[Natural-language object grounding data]
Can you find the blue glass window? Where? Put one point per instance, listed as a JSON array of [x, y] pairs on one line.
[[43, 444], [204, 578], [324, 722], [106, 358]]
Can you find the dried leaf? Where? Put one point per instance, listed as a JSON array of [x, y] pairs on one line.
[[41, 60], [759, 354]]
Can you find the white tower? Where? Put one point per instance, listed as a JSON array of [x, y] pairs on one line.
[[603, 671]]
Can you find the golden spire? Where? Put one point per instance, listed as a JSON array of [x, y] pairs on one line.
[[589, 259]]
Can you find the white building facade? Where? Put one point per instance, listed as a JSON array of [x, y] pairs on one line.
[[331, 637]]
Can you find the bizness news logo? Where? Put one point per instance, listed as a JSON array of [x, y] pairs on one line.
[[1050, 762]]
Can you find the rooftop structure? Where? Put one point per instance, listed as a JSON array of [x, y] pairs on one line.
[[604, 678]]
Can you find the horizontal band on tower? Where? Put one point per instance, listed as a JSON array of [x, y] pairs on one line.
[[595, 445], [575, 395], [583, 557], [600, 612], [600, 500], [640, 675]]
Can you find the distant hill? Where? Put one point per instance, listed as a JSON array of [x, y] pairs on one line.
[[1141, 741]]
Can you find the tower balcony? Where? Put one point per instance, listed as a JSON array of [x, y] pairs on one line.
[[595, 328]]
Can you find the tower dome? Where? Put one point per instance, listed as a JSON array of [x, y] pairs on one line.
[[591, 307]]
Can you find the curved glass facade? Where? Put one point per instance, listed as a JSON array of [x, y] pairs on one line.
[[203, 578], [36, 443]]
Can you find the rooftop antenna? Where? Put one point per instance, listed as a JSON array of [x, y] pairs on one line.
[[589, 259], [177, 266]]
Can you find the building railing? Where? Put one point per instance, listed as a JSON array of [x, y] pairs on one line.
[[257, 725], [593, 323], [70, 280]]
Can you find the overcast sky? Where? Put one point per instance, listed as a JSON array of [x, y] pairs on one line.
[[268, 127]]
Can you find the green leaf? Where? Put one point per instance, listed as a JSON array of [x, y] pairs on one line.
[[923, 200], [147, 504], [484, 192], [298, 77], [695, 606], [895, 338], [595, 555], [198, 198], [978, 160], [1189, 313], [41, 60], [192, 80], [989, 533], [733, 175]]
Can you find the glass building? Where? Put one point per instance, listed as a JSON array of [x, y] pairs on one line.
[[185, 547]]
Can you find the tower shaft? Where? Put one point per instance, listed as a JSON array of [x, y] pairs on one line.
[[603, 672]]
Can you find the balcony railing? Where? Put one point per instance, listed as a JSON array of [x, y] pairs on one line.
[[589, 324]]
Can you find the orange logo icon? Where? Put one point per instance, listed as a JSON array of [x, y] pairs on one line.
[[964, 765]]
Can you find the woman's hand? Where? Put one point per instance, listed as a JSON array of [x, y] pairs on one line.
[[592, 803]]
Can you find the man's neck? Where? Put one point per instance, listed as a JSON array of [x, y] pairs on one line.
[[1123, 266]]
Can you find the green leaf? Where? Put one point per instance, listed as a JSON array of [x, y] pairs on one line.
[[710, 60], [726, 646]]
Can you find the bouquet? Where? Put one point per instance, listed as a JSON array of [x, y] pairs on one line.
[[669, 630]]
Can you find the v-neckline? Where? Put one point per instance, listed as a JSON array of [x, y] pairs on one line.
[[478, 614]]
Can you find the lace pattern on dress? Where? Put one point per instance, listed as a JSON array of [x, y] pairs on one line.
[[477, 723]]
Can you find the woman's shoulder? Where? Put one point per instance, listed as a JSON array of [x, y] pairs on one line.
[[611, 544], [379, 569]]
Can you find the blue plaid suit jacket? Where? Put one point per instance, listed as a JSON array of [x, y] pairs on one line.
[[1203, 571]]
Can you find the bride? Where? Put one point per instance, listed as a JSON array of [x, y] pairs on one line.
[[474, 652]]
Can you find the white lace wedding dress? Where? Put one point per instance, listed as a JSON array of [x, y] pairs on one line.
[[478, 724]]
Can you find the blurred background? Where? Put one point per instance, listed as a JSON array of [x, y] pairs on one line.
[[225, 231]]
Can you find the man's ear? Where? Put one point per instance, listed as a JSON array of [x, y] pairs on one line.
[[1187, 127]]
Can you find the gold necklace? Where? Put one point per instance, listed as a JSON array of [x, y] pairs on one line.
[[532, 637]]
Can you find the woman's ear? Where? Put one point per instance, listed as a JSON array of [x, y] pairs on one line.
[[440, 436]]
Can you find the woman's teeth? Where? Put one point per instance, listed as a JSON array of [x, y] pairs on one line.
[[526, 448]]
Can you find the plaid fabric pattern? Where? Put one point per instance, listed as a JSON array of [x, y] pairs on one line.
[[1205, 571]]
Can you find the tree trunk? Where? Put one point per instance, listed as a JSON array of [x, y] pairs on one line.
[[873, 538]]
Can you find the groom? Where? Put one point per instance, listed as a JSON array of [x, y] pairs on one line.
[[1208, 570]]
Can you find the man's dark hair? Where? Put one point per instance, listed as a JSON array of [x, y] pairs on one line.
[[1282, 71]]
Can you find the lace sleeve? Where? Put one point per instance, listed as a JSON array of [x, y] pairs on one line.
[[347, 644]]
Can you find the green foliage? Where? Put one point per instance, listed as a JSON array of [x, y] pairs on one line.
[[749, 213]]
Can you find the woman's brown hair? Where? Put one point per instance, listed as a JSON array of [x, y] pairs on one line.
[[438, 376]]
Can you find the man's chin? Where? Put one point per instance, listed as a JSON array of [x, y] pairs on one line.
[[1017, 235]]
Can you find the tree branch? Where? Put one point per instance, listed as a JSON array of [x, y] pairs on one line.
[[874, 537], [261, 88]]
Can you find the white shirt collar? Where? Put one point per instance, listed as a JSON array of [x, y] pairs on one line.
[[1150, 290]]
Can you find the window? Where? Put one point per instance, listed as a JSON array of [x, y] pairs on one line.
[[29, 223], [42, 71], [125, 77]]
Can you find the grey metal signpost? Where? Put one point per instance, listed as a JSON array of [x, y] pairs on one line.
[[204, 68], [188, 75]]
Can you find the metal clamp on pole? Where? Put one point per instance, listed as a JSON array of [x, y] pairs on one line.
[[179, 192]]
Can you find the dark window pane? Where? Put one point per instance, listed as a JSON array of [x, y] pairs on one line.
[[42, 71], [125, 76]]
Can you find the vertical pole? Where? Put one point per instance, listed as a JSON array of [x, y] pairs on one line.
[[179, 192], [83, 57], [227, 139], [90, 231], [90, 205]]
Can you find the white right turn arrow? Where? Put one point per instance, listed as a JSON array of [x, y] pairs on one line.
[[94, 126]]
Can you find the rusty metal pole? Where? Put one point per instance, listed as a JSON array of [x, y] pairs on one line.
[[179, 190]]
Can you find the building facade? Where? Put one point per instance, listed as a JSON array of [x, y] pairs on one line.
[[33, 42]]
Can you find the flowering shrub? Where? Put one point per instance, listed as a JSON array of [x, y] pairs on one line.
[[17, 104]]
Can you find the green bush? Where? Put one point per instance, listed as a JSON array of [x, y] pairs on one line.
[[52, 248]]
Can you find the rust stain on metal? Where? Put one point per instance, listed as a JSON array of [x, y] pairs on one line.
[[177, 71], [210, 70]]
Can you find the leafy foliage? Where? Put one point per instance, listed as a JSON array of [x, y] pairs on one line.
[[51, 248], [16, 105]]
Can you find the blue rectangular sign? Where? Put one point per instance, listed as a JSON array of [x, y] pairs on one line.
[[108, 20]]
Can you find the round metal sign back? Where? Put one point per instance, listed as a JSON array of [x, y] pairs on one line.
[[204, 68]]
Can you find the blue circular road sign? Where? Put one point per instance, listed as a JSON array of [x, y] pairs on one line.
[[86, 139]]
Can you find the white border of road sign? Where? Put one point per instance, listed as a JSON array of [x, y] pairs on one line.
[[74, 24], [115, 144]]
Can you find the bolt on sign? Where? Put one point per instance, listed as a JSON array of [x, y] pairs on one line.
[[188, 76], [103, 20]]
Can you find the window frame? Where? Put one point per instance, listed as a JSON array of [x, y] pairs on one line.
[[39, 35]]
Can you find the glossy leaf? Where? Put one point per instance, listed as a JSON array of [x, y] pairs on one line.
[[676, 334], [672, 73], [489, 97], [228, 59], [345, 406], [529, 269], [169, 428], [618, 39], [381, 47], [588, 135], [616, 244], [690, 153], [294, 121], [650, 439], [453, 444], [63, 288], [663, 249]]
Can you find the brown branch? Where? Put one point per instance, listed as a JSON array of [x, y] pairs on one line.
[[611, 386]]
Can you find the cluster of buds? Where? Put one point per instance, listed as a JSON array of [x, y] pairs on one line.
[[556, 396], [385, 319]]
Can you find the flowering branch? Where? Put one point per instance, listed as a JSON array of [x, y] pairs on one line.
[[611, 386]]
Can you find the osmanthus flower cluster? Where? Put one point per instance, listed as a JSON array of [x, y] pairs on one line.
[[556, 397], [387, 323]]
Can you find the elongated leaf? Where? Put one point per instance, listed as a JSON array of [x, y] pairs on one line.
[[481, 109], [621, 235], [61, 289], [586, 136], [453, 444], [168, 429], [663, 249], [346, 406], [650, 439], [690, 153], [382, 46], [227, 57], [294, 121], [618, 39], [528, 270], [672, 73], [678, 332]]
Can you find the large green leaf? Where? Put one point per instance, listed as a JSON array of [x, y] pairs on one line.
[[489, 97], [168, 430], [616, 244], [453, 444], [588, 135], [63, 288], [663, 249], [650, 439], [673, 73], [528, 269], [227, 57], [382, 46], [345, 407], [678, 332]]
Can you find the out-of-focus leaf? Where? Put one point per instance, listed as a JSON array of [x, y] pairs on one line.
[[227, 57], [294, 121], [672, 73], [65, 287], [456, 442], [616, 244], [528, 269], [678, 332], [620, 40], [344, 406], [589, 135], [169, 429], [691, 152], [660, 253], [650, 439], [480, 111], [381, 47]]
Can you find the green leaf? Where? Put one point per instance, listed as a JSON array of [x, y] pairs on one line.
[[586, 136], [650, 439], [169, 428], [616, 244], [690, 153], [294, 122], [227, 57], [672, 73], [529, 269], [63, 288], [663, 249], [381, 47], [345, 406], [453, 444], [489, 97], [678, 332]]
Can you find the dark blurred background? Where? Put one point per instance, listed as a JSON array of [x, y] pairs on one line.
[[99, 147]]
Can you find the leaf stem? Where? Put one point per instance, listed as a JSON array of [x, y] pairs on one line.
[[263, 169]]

▶ EXERCISE BRIEF: Begin with the line containing "Can you find the leaf stem?" and repeat each line exactly until the records above end.

▶ PROBLEM SOLUTION:
Can you find the leaf stem? Where? Put one point per instance, listed as a JSON array of [x, y] pairs on one line.
[[263, 169]]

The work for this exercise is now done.